Can you gather every line below that contains the word "metal" and copy each one out?

# Start of Given information

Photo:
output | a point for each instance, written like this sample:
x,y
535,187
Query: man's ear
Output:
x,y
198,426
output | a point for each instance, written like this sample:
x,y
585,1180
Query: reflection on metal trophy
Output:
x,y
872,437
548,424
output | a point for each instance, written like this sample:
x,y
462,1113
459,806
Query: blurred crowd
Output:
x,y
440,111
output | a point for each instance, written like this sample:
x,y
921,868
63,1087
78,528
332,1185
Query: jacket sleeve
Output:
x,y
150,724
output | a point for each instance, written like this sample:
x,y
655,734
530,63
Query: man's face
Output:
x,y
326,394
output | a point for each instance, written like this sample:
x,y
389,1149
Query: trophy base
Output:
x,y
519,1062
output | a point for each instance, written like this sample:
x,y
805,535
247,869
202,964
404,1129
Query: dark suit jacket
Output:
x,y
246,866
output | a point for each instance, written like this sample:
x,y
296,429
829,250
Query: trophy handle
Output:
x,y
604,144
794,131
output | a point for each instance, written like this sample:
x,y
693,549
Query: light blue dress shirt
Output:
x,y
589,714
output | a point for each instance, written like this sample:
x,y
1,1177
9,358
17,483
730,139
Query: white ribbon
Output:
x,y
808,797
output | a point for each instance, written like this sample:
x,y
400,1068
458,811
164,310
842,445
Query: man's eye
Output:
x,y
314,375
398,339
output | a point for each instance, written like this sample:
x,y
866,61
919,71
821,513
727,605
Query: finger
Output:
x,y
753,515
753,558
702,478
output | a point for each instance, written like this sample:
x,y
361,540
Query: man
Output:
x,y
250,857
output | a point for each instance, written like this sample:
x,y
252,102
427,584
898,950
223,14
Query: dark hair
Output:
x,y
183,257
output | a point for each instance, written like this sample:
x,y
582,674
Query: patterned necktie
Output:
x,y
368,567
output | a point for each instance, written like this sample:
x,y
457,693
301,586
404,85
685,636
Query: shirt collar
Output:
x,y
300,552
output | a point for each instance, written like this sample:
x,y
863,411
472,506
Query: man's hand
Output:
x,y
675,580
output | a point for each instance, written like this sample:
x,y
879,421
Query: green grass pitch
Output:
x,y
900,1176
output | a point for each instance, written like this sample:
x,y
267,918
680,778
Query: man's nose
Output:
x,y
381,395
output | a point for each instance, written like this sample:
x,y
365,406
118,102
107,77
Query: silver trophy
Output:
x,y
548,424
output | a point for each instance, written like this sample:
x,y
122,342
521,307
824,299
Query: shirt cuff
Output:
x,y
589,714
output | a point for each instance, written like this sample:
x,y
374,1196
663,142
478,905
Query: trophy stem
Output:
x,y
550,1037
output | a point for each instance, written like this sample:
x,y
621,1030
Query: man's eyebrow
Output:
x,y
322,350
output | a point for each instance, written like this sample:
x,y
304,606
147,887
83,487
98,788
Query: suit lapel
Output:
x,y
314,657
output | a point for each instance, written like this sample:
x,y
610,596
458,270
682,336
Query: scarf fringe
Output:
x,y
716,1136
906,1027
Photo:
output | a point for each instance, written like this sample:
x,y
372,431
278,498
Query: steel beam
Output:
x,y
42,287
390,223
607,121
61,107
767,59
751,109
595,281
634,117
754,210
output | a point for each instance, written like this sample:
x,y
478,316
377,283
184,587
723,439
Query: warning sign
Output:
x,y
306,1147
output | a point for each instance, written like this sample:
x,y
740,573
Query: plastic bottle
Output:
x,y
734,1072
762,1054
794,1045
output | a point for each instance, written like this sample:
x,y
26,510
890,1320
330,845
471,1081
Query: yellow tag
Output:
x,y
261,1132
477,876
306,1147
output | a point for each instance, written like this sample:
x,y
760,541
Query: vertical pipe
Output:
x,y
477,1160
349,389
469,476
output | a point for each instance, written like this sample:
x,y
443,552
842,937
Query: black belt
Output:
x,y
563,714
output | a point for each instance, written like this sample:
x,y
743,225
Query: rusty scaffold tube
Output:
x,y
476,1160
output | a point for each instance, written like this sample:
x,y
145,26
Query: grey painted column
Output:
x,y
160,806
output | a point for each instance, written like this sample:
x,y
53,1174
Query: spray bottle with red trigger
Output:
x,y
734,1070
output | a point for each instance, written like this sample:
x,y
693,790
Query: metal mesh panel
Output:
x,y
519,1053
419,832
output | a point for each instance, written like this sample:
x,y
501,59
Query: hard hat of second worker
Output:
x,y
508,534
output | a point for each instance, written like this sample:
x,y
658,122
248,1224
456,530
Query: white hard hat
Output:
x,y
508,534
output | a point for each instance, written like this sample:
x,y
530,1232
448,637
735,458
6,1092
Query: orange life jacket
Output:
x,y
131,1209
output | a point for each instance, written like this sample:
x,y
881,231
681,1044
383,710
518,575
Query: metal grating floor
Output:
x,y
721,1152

# End of Given information

*Task answer*:
Query: reflection on metal trophy
Query: metal mesh panel
Query: metal grating floor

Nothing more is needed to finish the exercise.